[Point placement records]
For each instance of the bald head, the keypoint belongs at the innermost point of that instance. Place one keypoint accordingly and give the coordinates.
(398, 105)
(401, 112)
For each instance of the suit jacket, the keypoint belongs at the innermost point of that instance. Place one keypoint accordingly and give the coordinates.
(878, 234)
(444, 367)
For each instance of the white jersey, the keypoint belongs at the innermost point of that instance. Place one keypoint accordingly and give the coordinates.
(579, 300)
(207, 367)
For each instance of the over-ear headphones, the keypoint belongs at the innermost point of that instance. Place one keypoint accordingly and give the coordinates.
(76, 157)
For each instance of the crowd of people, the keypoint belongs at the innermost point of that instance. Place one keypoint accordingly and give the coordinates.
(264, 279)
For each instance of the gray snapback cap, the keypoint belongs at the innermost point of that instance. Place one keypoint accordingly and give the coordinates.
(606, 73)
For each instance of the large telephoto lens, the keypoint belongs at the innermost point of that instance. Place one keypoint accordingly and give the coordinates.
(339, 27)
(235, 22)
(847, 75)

Stated task:
Reproduce every line from the one containing "For each instance of the over-ear" through the end of the items, inclusive, keeping the requests as they are. Scale each coordinate in the answers by 1.7 and round it to a whole number, with halves rounded up.

Problem solution:
For each instance of the over-ear headphones, the keypoint belongs at the innermost point of that instance. Place one keypoint accordingly and give the coordinates.
(129, 267)
For each instance of the crowd of people, the keypoint belongs at the innermost point of that instance. Place one keypoint accordingly and give the coordinates.
(449, 474)
For each instance of the gray snapback cap, the keypoint belongs at the innermost point of that instance. Place one keypoint accordingly and give the coordinates.
(1030, 124)
For each instance of the large telephoto lens, the keypoint belongs at the innermost point of that instance. Place one keypoint accordingly and give the coordinates.
(576, 46)
(400, 37)
(1440, 128)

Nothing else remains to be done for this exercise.